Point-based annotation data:
————————

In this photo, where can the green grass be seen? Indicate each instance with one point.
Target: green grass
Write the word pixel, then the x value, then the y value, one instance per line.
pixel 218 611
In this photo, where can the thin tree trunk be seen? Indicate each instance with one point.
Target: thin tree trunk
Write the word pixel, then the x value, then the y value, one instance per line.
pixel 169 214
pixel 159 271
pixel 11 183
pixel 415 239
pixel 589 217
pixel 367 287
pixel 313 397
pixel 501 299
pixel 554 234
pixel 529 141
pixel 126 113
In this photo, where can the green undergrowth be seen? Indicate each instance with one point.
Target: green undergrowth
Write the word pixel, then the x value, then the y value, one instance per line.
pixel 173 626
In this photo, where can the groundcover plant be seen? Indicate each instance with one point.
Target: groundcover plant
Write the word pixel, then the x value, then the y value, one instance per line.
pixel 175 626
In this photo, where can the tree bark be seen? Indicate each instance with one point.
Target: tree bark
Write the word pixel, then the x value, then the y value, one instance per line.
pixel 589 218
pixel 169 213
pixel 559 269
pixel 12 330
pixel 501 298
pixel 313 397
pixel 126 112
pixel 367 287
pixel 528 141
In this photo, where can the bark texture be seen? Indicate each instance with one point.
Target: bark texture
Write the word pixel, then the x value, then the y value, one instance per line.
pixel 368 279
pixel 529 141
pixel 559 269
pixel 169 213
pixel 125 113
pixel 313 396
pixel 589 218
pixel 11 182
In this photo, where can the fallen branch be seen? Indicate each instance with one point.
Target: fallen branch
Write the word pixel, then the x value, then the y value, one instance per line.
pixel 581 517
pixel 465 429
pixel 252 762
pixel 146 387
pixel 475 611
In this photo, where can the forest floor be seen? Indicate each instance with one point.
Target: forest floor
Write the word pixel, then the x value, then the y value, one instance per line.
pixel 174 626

————————

◆ **STATED TASK**
Copy every one of the rows above word for word, without changing a line.

◆ **RESULT**
In this photo, where can the green grass be seen? Indicate each instance with one point.
Target: green grass
Write the word pixel, then the x value, then the y value, one instance per line.
pixel 218 611
In this photo, where can the thin tree trunk be seen? Indicate each instance with one point.
Target: thin tree trunk
Write the word pixel, then the x value, then the y value, one instance per line.
pixel 169 214
pixel 159 271
pixel 11 183
pixel 415 239
pixel 589 217
pixel 367 287
pixel 313 397
pixel 501 299
pixel 554 234
pixel 529 141
pixel 126 113
In this photo, where can the green undergrowth be seen? Indicate each instance with one point.
Target: green undergrowth
Write the word pixel, then the x value, then the y value, one instance per line.
pixel 173 626
In this photo, where can the groundcover plant be seen? Indicate each instance with one point.
Target: groundcover plant
Write the word pixel, then the x value, then the y value, one instance per line.
pixel 175 626
In this photo, where can the tree bark be seen? Indicate each instance with one point.
Target: tree bark
Write the word pixel, then the x value, then the y value, one instance per line.
pixel 589 218
pixel 169 213
pixel 559 269
pixel 12 330
pixel 501 298
pixel 313 397
pixel 126 112
pixel 367 287
pixel 528 141
In this photo, where can the bark texture be seen? Indicate each instance with one point.
Target: bark texture
Write the word pixel, then the x value, then the y value, one instance per line.
pixel 368 279
pixel 529 141
pixel 559 269
pixel 169 213
pixel 125 113
pixel 313 396
pixel 589 218
pixel 11 182
In this photo, where can the fallen branch be seen? Indicate each instance with one point.
Target: fallen branch
Write the word pixel, then the x value, then the y value, one instance per line.
pixel 581 517
pixel 465 429
pixel 252 762
pixel 146 387
pixel 475 611
In this photo, where can the forest floor be seen? Indicate each instance with one point.
Target: forest floor
Write the word pixel, then the x value, then the y value, one instance per line.
pixel 174 626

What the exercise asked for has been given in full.